= Data to use =

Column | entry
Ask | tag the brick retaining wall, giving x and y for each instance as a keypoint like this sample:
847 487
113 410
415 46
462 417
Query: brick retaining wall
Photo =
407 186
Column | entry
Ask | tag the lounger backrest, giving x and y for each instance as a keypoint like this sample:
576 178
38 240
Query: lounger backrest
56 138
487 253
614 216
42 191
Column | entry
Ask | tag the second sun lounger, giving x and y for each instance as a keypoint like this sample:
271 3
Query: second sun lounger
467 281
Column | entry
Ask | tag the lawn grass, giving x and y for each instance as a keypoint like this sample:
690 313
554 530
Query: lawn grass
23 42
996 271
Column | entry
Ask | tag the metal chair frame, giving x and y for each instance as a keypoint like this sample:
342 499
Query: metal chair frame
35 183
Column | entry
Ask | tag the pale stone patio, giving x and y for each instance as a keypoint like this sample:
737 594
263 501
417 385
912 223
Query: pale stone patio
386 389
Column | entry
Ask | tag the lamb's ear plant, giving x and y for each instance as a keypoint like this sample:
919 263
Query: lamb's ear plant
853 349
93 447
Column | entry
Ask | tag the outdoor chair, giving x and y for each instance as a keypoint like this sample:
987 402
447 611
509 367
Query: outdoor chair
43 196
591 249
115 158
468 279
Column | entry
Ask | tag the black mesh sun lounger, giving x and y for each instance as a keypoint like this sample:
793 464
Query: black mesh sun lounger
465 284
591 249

--

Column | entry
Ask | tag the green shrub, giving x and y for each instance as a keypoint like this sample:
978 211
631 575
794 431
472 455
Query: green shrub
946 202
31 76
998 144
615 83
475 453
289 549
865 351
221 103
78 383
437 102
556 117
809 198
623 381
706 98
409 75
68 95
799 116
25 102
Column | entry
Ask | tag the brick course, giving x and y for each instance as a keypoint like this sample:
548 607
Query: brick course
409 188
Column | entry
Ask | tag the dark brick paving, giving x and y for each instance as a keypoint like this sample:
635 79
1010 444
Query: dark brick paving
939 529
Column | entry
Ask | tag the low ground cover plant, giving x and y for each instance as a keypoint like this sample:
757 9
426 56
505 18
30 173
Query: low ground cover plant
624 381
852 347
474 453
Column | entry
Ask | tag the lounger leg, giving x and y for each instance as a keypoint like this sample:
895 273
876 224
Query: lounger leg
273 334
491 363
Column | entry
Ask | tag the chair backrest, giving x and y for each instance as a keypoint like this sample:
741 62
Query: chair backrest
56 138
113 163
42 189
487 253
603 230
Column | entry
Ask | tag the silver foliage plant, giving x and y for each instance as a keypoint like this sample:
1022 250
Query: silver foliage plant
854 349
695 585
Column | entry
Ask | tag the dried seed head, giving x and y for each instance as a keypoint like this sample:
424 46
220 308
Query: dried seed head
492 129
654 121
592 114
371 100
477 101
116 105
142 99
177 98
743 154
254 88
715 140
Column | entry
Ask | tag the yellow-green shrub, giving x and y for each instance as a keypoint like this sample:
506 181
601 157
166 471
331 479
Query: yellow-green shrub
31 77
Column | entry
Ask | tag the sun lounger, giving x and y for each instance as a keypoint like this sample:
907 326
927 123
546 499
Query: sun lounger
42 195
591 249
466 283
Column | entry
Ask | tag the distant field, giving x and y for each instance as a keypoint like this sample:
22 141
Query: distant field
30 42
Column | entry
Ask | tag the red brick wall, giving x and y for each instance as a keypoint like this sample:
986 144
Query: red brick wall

= Task description =
Find every line in the items above that contains the word "dark", and copy each such line. Case counts, so uppercase and lowercase letters must match.

= Finished task =
Ask | tag the dark brick paving, giving x and y for each instance as a keypoint like this sample:
Query: dark brick paving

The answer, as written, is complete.